Extracted records:

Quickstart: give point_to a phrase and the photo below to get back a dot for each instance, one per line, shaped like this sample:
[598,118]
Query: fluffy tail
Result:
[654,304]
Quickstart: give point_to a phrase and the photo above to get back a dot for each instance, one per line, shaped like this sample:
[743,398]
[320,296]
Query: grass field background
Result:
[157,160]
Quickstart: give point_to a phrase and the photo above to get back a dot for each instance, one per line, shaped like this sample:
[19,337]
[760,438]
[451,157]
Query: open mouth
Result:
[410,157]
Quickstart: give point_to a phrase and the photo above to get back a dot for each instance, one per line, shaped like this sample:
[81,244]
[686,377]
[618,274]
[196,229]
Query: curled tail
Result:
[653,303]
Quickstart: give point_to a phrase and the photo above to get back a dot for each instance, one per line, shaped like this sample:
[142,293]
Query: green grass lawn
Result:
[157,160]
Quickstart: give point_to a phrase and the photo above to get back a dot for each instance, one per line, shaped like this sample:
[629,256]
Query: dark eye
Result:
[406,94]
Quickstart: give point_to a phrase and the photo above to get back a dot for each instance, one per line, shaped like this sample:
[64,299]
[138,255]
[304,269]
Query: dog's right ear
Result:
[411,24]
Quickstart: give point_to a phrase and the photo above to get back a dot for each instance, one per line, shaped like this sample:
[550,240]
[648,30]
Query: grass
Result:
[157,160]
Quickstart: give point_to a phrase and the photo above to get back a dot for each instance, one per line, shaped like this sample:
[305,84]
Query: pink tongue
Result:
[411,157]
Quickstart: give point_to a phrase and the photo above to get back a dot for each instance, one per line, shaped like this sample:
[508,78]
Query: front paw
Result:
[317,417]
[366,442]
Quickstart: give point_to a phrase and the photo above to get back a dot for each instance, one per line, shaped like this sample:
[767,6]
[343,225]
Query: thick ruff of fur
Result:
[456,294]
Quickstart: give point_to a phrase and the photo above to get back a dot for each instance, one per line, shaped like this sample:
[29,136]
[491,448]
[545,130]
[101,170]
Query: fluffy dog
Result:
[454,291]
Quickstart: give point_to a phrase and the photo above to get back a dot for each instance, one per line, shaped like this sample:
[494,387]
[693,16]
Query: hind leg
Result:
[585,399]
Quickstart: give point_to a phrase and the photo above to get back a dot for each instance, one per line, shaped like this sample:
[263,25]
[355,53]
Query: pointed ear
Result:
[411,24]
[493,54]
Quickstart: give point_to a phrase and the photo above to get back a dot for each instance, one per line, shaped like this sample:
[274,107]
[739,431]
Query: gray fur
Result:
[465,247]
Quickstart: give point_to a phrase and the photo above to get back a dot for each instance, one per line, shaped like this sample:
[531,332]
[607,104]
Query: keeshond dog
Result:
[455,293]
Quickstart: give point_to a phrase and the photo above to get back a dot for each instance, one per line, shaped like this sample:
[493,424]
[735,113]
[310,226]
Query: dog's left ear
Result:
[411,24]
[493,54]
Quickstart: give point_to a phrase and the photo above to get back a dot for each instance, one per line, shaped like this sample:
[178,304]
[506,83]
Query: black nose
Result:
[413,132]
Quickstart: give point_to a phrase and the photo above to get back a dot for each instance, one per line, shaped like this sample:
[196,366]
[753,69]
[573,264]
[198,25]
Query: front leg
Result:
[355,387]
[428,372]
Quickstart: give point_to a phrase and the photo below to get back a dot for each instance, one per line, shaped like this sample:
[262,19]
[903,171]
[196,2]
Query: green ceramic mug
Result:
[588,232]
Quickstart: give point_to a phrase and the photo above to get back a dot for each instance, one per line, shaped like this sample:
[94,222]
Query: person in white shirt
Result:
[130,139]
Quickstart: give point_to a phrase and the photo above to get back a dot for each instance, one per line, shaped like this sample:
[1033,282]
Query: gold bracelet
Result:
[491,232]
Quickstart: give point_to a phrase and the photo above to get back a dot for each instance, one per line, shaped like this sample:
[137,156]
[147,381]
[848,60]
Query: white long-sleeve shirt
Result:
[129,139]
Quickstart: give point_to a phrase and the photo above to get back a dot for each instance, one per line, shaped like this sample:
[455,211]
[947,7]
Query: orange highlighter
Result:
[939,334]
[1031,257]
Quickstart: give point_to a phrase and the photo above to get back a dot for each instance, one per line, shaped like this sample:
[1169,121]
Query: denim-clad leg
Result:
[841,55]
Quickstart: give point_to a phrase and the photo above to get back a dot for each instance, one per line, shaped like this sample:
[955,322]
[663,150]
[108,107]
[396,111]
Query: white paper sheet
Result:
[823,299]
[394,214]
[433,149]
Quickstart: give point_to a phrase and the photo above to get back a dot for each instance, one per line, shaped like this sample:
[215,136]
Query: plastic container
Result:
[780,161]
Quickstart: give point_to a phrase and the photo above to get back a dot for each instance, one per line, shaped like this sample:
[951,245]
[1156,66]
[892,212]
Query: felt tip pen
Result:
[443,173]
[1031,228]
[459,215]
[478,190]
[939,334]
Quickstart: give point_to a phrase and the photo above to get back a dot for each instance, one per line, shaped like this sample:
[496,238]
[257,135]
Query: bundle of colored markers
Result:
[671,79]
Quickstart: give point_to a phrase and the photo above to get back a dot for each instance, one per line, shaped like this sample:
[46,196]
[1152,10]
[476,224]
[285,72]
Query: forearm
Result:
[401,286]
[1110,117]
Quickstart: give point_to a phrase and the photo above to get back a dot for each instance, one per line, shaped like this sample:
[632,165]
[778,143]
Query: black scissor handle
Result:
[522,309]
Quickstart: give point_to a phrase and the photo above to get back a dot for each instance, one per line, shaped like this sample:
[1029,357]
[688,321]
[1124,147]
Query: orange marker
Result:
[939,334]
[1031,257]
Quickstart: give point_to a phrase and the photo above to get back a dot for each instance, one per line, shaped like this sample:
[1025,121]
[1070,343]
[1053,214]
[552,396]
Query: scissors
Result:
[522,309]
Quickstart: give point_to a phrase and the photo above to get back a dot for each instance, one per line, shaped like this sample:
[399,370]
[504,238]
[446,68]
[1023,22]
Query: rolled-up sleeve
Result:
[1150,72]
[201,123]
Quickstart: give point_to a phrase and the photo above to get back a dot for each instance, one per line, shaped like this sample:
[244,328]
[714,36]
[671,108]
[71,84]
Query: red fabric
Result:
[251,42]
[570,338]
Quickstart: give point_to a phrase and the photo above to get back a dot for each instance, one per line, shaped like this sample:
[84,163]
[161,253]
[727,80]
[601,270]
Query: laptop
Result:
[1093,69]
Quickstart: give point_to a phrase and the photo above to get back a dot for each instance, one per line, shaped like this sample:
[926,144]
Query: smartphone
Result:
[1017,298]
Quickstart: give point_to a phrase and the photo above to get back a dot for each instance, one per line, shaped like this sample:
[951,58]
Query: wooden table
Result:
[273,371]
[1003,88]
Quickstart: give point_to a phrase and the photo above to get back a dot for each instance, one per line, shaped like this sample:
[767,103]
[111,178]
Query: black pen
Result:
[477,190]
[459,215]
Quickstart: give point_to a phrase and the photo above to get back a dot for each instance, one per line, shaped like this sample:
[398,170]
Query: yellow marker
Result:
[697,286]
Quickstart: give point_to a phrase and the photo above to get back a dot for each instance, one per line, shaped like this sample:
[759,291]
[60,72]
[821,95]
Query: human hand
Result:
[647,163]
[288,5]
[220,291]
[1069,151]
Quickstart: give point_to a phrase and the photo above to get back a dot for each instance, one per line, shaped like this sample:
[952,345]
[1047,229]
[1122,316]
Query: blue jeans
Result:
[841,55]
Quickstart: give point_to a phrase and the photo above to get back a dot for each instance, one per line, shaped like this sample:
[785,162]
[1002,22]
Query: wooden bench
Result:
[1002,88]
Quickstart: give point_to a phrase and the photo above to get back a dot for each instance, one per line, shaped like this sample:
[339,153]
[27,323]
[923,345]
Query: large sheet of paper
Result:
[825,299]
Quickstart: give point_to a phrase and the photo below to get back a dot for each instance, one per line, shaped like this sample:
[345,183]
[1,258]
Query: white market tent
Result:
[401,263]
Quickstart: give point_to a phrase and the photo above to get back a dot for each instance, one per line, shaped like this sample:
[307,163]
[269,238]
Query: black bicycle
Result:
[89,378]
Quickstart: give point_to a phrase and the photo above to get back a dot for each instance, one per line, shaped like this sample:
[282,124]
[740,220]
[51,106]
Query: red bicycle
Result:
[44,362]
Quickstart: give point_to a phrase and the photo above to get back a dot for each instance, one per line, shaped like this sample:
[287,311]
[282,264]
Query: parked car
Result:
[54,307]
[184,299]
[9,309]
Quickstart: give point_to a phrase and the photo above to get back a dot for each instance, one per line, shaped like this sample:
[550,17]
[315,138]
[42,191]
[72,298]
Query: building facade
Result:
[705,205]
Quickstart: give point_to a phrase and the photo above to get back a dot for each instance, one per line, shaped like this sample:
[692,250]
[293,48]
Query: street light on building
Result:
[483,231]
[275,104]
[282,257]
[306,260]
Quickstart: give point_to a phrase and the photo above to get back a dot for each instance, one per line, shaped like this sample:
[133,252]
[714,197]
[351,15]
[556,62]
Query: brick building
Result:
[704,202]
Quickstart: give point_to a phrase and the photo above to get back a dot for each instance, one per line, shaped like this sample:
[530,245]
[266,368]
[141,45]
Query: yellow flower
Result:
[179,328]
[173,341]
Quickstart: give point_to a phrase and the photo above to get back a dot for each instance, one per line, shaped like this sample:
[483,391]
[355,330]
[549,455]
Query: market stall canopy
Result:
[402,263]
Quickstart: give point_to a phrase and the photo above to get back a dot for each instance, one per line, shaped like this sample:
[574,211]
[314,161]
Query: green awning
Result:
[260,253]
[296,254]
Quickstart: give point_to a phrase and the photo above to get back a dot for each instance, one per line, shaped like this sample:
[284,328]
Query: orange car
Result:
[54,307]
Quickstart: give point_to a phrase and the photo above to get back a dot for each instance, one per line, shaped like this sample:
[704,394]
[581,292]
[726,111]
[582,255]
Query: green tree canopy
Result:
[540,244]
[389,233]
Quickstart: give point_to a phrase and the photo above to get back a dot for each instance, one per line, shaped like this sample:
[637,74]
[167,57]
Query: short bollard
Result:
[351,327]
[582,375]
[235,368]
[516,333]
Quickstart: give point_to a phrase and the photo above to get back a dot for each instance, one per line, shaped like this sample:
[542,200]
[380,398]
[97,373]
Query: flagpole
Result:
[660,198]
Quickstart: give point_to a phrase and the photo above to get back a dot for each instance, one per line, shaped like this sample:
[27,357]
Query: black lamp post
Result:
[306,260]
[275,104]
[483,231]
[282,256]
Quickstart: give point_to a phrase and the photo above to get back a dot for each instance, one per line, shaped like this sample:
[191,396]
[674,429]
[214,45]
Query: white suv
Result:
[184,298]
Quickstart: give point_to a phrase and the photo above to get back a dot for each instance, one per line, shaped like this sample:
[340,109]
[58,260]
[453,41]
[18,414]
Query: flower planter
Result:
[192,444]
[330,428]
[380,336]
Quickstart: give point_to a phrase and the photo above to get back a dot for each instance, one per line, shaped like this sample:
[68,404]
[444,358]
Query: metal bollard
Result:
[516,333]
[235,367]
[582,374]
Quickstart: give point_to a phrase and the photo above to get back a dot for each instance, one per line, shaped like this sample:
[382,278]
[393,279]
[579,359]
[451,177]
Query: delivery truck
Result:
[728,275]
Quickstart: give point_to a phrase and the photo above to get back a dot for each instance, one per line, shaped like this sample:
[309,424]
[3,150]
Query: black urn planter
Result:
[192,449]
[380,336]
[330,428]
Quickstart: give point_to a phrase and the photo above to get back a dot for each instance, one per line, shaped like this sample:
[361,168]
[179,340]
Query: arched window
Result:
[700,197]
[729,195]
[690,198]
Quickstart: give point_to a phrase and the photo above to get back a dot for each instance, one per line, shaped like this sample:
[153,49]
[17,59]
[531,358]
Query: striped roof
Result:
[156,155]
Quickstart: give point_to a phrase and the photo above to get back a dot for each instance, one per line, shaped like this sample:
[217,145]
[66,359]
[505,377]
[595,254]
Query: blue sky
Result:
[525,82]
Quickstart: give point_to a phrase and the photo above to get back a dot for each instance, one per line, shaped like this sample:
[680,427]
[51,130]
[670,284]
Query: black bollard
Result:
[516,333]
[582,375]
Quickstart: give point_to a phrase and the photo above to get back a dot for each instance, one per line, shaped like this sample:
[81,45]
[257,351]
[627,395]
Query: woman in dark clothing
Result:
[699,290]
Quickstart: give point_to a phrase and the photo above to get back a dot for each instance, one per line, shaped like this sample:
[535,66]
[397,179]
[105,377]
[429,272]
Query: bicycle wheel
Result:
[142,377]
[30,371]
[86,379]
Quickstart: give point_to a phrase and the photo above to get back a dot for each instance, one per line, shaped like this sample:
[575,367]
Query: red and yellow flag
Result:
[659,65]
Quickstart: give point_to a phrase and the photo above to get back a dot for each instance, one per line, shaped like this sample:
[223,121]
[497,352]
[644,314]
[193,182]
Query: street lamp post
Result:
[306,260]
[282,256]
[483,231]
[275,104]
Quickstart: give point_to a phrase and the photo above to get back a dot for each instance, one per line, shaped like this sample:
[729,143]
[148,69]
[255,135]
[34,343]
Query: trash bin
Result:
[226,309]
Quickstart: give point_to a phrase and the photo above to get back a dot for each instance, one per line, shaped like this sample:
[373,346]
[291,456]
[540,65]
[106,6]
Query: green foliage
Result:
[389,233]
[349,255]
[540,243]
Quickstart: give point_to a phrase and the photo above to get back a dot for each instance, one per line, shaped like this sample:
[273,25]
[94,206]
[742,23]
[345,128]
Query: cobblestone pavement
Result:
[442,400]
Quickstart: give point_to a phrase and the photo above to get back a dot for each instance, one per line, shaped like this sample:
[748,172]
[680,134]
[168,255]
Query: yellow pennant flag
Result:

Task goal:
Please pull out every line of the rows above that contains the string "planter", matching case exactly.

Written solution:
Query: flower planter
Query: black urn planter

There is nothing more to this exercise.